Region pointing data:
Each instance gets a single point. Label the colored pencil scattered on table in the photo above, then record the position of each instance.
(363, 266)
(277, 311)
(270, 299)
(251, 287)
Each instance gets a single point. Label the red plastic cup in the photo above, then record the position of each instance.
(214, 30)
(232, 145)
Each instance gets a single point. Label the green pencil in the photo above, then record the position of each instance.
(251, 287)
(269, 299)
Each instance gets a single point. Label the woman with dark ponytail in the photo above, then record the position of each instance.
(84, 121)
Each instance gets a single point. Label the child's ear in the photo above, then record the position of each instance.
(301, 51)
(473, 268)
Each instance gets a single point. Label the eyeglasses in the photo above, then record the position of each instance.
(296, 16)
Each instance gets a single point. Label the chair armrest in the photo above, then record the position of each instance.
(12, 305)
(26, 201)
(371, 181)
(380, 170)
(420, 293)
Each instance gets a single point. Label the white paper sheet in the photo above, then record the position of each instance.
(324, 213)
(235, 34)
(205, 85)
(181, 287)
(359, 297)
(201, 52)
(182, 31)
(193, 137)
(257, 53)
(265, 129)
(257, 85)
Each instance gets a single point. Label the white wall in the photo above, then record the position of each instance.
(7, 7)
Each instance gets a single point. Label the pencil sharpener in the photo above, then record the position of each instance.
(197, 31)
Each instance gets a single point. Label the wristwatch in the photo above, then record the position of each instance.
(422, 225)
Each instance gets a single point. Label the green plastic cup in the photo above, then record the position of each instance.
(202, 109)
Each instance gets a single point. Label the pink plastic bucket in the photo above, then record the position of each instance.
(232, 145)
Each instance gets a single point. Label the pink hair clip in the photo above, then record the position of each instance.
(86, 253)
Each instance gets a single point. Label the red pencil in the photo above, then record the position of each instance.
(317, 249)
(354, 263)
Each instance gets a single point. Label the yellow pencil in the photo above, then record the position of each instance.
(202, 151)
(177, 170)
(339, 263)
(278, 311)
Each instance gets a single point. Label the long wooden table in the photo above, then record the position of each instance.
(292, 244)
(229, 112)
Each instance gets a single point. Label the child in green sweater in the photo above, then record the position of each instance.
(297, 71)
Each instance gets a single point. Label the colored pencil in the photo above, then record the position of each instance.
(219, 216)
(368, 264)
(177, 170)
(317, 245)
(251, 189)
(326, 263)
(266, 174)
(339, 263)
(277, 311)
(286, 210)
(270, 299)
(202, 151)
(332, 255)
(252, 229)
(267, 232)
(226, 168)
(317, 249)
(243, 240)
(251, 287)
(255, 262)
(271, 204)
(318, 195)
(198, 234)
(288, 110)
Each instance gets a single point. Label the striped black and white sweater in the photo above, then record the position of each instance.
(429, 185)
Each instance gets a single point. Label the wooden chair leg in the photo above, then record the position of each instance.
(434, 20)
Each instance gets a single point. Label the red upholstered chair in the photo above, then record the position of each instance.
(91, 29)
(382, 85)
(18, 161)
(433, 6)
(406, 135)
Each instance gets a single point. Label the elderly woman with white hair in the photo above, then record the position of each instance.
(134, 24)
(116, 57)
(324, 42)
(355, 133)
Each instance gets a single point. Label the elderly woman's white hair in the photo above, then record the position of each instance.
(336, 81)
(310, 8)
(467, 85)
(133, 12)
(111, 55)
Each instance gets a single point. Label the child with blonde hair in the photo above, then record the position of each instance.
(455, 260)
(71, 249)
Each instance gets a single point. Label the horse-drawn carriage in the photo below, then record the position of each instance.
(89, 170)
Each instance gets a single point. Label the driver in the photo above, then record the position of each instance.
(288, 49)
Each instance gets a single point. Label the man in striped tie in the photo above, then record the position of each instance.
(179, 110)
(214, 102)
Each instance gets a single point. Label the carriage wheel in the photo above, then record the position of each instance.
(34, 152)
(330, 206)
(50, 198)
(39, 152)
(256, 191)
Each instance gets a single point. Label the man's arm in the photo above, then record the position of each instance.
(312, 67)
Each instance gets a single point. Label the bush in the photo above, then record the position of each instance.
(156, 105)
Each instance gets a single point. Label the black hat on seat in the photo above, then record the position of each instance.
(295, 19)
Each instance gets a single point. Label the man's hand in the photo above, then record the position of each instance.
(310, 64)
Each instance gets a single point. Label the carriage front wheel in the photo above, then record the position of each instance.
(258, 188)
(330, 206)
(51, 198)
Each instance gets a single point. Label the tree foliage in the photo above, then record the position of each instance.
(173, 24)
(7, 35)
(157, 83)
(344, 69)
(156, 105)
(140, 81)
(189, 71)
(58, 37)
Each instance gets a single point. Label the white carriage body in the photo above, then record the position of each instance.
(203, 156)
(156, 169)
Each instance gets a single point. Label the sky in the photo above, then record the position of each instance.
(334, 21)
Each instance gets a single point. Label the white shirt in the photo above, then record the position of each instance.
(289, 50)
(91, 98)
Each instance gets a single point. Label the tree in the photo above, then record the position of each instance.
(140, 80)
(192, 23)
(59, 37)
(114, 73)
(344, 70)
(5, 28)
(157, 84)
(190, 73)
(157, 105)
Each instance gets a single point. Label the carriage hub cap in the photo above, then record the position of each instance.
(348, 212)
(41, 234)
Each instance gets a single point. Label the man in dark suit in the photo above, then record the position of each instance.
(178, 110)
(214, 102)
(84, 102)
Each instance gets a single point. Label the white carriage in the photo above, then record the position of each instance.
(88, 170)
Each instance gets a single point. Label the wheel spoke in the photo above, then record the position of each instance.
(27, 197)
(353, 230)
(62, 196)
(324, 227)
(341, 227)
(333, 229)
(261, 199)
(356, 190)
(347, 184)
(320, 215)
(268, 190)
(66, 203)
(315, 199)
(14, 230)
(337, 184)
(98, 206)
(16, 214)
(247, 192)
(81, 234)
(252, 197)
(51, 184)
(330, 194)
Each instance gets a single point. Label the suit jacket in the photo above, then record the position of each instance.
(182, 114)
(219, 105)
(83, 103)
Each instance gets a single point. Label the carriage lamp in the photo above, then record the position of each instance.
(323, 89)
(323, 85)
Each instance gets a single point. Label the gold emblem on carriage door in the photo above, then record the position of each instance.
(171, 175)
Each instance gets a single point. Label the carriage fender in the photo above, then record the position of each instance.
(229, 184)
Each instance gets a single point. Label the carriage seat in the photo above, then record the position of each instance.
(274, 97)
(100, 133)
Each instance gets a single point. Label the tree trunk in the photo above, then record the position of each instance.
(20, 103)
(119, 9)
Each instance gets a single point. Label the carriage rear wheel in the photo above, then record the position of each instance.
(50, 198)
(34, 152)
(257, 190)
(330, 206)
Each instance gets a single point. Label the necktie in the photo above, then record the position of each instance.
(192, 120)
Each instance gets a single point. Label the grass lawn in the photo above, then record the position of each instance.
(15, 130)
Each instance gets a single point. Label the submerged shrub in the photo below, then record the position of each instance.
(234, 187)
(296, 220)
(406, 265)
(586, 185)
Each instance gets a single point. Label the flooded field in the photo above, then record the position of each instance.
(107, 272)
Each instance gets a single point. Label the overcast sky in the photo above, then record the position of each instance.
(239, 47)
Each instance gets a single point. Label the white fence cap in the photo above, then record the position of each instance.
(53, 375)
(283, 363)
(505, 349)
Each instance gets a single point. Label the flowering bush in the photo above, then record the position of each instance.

REQUIRED ACTION: All of the data above should be set down again exactly.

SOLUTION TO THE EXERCISE:
Each instance gets a single point. Label the colored pencil scattered on table in the photo above, then record the position of each instance.
(363, 266)
(277, 311)
(270, 299)
(251, 287)
Each instance gets a single point. Label the red plastic cup in the photo above, then record the position of each instance.
(214, 30)
(232, 145)
Each instance gets a single point. Label the green pencil in the photo above, then record the position of each instance.
(251, 287)
(269, 299)
Each instance gets a single point. Label the woman with dark ponytail in the photo above, then record the position of each instance.
(84, 121)
Each instance gets a single point. Label the child's ear in the photo above, then record the position of each instance.
(301, 51)
(473, 268)
Each instance gets a single point. Label the eyeglasses in the photo above, then record the position of each instance.
(296, 16)
Each instance gets a single point. Label the chair armrest in the photo above, then record the position of each instance.
(12, 305)
(26, 201)
(371, 181)
(380, 170)
(420, 293)
Each instance gets a single point. Label the white paper sheet in the photo above, then record the position of each instance.
(324, 213)
(235, 34)
(205, 85)
(181, 287)
(359, 297)
(201, 52)
(182, 31)
(193, 137)
(257, 53)
(265, 129)
(257, 85)
Each instance gets a single point. Label the white wall in the photo above, then record the position of each instance.
(7, 7)
Each instance gets a single point. Label the pencil sharpener in the photo above, then record the position of each instance.
(197, 31)
Each instance gets a single point. Label the wristwatch in the photo above, then record the position of each instance.
(422, 225)
Each instance gets a single point. Label the green plastic cup in the photo above, then record the position of each instance.
(202, 109)
Each instance gets a single point. Label the pink plastic bucket in the photo above, then record the position of each instance.
(232, 145)
Each instance gets a single point. Label the pink hair clip in the photo above, then record the position of each instance.
(86, 253)
Each instance gets a single point. Label the red pencil in the photo above, then record the position of each instance.
(317, 249)
(354, 263)
Each instance gets a single point. Label the yellow pencil in the photo above, then record the position of each instance.
(202, 151)
(177, 170)
(339, 263)
(278, 311)
Each instance gets a single point. Label the long wooden table in the photo above, then record the position of each instance.
(292, 244)
(229, 112)
Each instance gets a single point. Label the child in green sweater in the photo above, then record the position of each instance.
(297, 71)
Each instance gets a single point. Label the colored pencil in the photo above, then record the position of each instance.
(219, 216)
(368, 264)
(177, 170)
(317, 245)
(251, 189)
(326, 263)
(266, 174)
(339, 263)
(277, 311)
(286, 210)
(270, 299)
(202, 151)
(332, 255)
(252, 229)
(267, 232)
(226, 168)
(317, 249)
(243, 240)
(251, 287)
(255, 262)
(271, 204)
(318, 195)
(198, 234)
(288, 110)
Each instance gets a single point. Label the striped black and white sweater in the photo above, then record the position of each instance.
(429, 185)
Each instance gets a single point. Label the wooden chair leg in the photo above, then record the position of each instance.
(434, 20)
Each instance gets a single point. Label the red upholstered chair in the photo above, then record the position of each instance.
(91, 29)
(382, 85)
(18, 161)
(433, 6)
(406, 135)
Each instance gets a single point. Label the elderly woman with white hair in the photo above, then record the position of each instance.
(134, 24)
(116, 57)
(324, 42)
(355, 133)
Each instance gets a single point. Label the elderly woman's white hair in the photo above, then record the position of each instance.
(336, 81)
(310, 8)
(467, 85)
(133, 12)
(111, 55)
Each instance gets a single point. Label the child with blonde hair in the photo above, then record the position of each instance.
(455, 260)
(71, 249)
Each instance gets a single point. Label the horse-drawn carriage in the photo below, then record the position of each instance.
(89, 170)
Each instance gets a single point. Label the driver in the photo above, then record the position of each instance.
(288, 49)
Each instance gets a single point. Label the man in striped tie in the photo above, then record the position of each instance.
(179, 110)
(214, 102)
Each instance gets a single point. Label the carriage wheel in the photo above, then record the position of each instance.
(34, 152)
(330, 206)
(50, 198)
(39, 152)
(256, 191)
Each instance gets a single point. Label the man's arm in the photo above, then record the position of each instance.
(312, 67)
Each instance gets a single point. Label the bush in the photo above, then record the position of each instance.
(156, 105)
Each instance gets a single point. Label the black hat on seat in the photo above, then record the position of each instance.
(295, 19)
Each instance gets a single point. Label the man's hand in the photo above, then record the position of each instance.
(310, 64)
Each instance gets a single point. Label the carriage front wheel in the photo above, then record the position of each instance.
(258, 188)
(330, 206)
(51, 198)
Each instance gets a single point. Label the tree foliage in the photo above, then record the position of each instance.
(173, 24)
(7, 35)
(157, 83)
(344, 69)
(156, 105)
(140, 81)
(189, 71)
(58, 37)
Each instance gets a single point. Label the white carriage body in the photo above, then record the position of each instance.
(203, 156)
(156, 169)
Each instance gets a single point. Label the sky in the photo above, then record the position of each instance.
(334, 21)
Each instance gets a single point. Label the white shirt in the photo above, then record the position of each instance.
(289, 50)
(91, 98)
Each instance gets a single point. Label the tree in the photo above, then record the position of each instance.
(140, 80)
(192, 23)
(59, 37)
(114, 73)
(344, 70)
(5, 28)
(157, 84)
(190, 73)
(157, 105)
Each instance gets a single point. Label the carriage hub cap in the photo above, then record the position of each instance.
(348, 212)
(41, 234)
Each instance gets a single point. Label the man in dark suit in the photo above, then record the position of each instance.
(178, 110)
(214, 102)
(84, 102)
Each instance gets a single point. Label the white carriage in the photo above, then record the position of each instance.
(88, 170)
Each instance gets a single point. Label the wheel spoke in the photo above, then record the position of each instance.
(27, 197)
(353, 230)
(62, 196)
(324, 227)
(341, 227)
(333, 229)
(261, 199)
(356, 190)
(347, 184)
(320, 215)
(268, 190)
(66, 203)
(315, 199)
(14, 230)
(337, 184)
(98, 206)
(16, 214)
(247, 192)
(81, 234)
(252, 197)
(51, 184)
(330, 194)
Each instance gets a single point. Label the suit jacket in the photo above, then record the position of each instance.
(182, 114)
(219, 105)
(83, 103)
Each instance gets a single point. Label the carriage lamp in the photo above, then record the position of each instance.
(323, 89)
(323, 85)
Each instance gets a single point. Label the gold emblem on carriage door in the photo above, then record the position of each instance.
(171, 175)
Each instance gets a single point. Label the carriage fender in the photo above, then record the position of each instance.
(229, 184)
Each instance gets a single point. Label the carriage seat in the photo above, then record the position of each instance.
(274, 97)
(100, 133)
Each instance gets a single point. Label the tree trunk in the photo above, then record the position of each instance.
(20, 103)
(119, 9)
Each instance gets a single point. Label the carriage rear wheel in the photo above, then record the position of each instance.
(50, 198)
(34, 152)
(257, 190)
(330, 206)
Each instance gets a single point. Label the necktie in the photo above, then record the position of each instance.
(192, 120)
Each instance gets a single point. Label the grass lawn in the photo above, then record the position of each instance.
(15, 130)
Each instance gets a single point. Label the submerged shrub in the photo below, then record the position of each instance.
(234, 187)
(296, 220)
(406, 265)
(586, 185)
Each instance gets a single point. Label the flooded field in the photo above, then record the position of each instance.
(107, 272)
Each instance gets a single point. Label the overcast sky in the photo above, then record the position of each instance.
(239, 47)
Each instance gets a single point. Label the white fence cap in the photo above, then record the position of each instance.
(53, 375)
(283, 363)
(505, 349)
Each instance gets a single point. Label the flowering bush in the photo above, then record the position of each instance.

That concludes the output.